Update the data below by swapping "Target" for "Object" everywhere it appears, leaving every other part unchanged. Omit the pictures from your answer.

--- Start of Records to process ---

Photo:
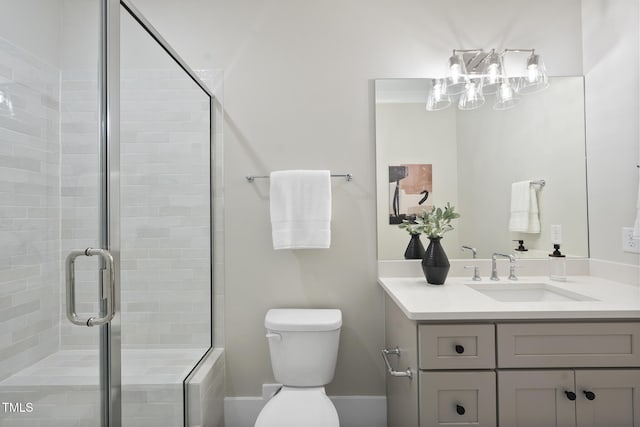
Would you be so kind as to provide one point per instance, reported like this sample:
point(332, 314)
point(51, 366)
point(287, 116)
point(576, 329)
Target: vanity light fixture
point(438, 98)
point(475, 73)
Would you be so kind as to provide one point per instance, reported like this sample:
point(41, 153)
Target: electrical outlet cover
point(629, 244)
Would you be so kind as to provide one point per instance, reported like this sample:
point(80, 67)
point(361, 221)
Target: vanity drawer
point(568, 345)
point(460, 398)
point(456, 346)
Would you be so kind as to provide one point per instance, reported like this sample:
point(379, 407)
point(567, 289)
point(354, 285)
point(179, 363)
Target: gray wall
point(298, 94)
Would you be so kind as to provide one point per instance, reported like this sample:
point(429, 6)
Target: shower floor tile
point(80, 368)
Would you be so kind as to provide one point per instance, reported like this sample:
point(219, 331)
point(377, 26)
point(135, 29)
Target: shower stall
point(106, 142)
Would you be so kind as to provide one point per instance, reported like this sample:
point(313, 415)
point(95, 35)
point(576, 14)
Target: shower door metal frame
point(109, 207)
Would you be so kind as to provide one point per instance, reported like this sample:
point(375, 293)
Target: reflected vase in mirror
point(414, 250)
point(435, 263)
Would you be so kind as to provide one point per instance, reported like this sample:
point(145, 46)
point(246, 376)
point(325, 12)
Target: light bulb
point(455, 73)
point(532, 72)
point(492, 70)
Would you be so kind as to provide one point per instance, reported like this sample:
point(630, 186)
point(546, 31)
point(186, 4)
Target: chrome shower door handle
point(109, 291)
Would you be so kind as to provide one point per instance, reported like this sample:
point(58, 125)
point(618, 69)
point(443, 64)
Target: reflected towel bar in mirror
point(348, 176)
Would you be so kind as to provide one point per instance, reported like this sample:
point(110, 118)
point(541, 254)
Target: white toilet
point(303, 344)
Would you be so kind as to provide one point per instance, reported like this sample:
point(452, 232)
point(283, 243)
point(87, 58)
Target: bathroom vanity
point(526, 353)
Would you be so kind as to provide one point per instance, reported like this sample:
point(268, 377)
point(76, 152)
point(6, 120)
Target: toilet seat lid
point(296, 407)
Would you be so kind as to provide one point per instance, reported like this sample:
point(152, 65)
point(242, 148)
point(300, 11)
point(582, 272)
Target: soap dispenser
point(557, 265)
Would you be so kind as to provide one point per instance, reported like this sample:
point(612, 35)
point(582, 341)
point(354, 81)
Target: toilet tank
point(303, 344)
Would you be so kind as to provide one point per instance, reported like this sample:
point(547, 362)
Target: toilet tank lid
point(303, 319)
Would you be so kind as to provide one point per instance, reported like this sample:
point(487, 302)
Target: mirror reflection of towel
point(524, 208)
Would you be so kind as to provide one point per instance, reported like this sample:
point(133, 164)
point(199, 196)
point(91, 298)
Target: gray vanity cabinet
point(506, 373)
point(582, 398)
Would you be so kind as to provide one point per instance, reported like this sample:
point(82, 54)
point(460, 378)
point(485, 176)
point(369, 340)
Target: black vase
point(414, 250)
point(435, 263)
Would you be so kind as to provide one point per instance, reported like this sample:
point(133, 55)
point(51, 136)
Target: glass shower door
point(165, 222)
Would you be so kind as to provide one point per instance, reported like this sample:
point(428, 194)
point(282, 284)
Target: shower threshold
point(62, 388)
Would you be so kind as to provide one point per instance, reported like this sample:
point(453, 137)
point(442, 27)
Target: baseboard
point(353, 411)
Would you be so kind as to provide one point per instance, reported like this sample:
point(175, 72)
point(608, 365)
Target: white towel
point(300, 209)
point(636, 225)
point(524, 208)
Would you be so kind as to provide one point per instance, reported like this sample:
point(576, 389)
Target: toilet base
point(299, 406)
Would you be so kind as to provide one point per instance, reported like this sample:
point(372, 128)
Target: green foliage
point(433, 223)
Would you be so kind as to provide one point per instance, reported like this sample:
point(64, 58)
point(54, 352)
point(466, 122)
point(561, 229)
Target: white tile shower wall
point(165, 205)
point(29, 208)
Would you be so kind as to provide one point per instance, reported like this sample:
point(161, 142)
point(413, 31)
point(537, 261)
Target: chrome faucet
point(512, 266)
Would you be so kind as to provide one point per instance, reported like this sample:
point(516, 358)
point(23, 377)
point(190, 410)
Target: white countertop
point(456, 301)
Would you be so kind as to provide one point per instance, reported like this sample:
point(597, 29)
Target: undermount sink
point(526, 292)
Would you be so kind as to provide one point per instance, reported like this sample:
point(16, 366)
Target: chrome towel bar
point(348, 176)
point(392, 372)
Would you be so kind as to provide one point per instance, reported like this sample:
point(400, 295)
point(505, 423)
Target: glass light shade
point(456, 81)
point(472, 96)
point(535, 78)
point(506, 97)
point(438, 98)
point(493, 74)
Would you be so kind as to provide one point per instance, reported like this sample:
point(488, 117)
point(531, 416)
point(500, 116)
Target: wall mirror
point(471, 158)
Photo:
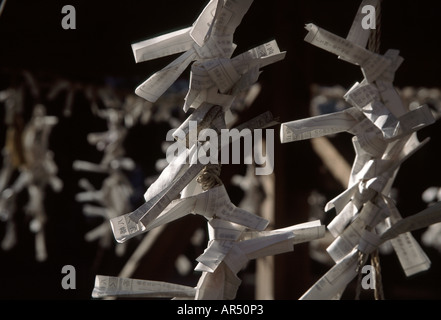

--- End of Records to process ---

- [Full response]
Photo:
Would you be so kind as to provide one point per instance, reported like this sample:
point(332, 314)
point(51, 366)
point(287, 116)
point(576, 329)
Object: vanity light fixture
point(438, 98)
point(475, 73)
Would you be so kind as to provide one point per instance, reported like this sample:
point(41, 153)
Object: electrical outlet cover
point(629, 244)
Would you be so kind as to provide one point per instance, reported like this sample:
point(80, 67)
point(361, 221)
Object: vanity drawer
point(568, 345)
point(460, 398)
point(456, 346)
Would you be so kind as to provide one point per instance, reported like this sample:
point(379, 407)
point(567, 289)
point(354, 285)
point(179, 363)
Object: gray wall
point(298, 94)
Would you be so kind as to provide one point per instance, reported like this sample:
point(429, 6)
Object: shower floor tile
point(80, 368)
Would you be so kind as to provide one point per instance, reported like this sample:
point(219, 331)
point(377, 26)
point(135, 29)
Object: shower stall
point(106, 142)
Would you be so kind as to provide one point per instance, reported like this sample:
point(313, 415)
point(95, 35)
point(576, 14)
Object: shower door metal frame
point(109, 207)
Would you be so kind as to provide one point per instance, reported like this sample:
point(375, 293)
Object: reflected vase in mirror
point(414, 250)
point(435, 263)
Would you be so kind as to provide one point per instance, reported like this sample:
point(145, 46)
point(246, 376)
point(325, 12)
Object: light bulb
point(455, 73)
point(532, 72)
point(492, 70)
Would you be so kind as to provide one point per instance, reported like this sample:
point(630, 186)
point(546, 31)
point(186, 4)
Object: chrome shower door handle
point(109, 291)
Would you be so kind as to provide one point per instance, reported like this sample:
point(58, 125)
point(618, 69)
point(443, 64)
Object: reflected towel bar in mirror
point(348, 176)
Would you be so kind as to provide one point per instance, reported like this sample:
point(110, 118)
point(541, 254)
Object: white toilet
point(303, 344)
Would you be so kind as to provide one point per instance, reported like this sample:
point(452, 232)
point(283, 243)
point(87, 58)
Object: bathroom vanity
point(526, 353)
Would you be so kind as to provide one point per instance, reported like this sample:
point(268, 377)
point(76, 152)
point(6, 120)
Object: toilet seat lid
point(296, 407)
Would you be so kind as to provide one point per instance, reported like this sample:
point(152, 65)
point(242, 148)
point(300, 11)
point(582, 272)
Object: soap dispenser
point(557, 265)
Would you be so kind as to provide one point per instance, reported like this sample:
point(612, 35)
point(582, 341)
point(354, 81)
Object: toilet tank
point(303, 344)
Would you be so kind as to provide one point per instance, reported like this sample:
point(547, 362)
Object: toilet tank lid
point(303, 319)
Would you be so kind as to provide one point per instance, reported like this sample:
point(487, 302)
Object: mirror reflection of towel
point(524, 208)
Would you be so kind as to provide one point per instance, reported like this sample:
point(133, 164)
point(199, 196)
point(91, 298)
Object: gray vanity cabinet
point(506, 373)
point(582, 398)
Would you be so kind as to provide one point per instance, reported like this sample:
point(82, 54)
point(460, 378)
point(485, 176)
point(369, 340)
Object: black vase
point(414, 250)
point(435, 263)
Would you be so kind as to provide one point per instance, reported like this sample:
point(133, 55)
point(51, 136)
Object: glass shower door
point(165, 222)
Would you be so kind as to provide one point per instance, reported like this sample:
point(428, 194)
point(282, 284)
Object: shower threshold
point(62, 388)
Would you be so kind as to provide one point per instance, reported like this sample:
point(453, 137)
point(442, 27)
Object: baseboard
point(353, 411)
Would you be so kind as to provide one point per instance, reported like this sample:
point(175, 72)
point(608, 365)
Object: white towel
point(300, 209)
point(636, 225)
point(524, 208)
Would you be so kind as to provide one point per instance, reported like this sample:
point(576, 389)
Object: toilet base
point(299, 406)
Would you be so kind as to provide one point per instance, reported like this sample:
point(372, 128)
Object: green foliage
point(433, 223)
Would you be so kind as to provide one point per instance, reported like this sample:
point(64, 58)
point(54, 352)
point(466, 122)
point(561, 229)
Object: white tile shower wall
point(165, 205)
point(29, 208)
Would you be so kind as to provide one point per instance, reported like this sample:
point(161, 142)
point(413, 31)
point(537, 261)
Object: chrome faucet
point(512, 266)
Would you be so kind as to provide one point per instance, reported like this sample:
point(516, 358)
point(23, 377)
point(190, 410)
Object: white countertop
point(456, 301)
Would you be so kind as to provide one point per instance, reported like this sample:
point(597, 29)
Object: undermount sink
point(526, 292)
Would you be so kind as to provide one point per instance, reported like this sample:
point(16, 366)
Object: chrome towel bar
point(348, 176)
point(392, 372)
Would you be so kind as to provide one point per instance, reported like this sample:
point(400, 295)
point(505, 423)
Object: glass light shade
point(456, 81)
point(472, 96)
point(535, 78)
point(506, 97)
point(438, 98)
point(493, 74)
Would you be so kind as to provide one point per instance, reported like this sample:
point(488, 117)
point(531, 416)
point(500, 116)
Object: wall mirror
point(471, 158)
Photo:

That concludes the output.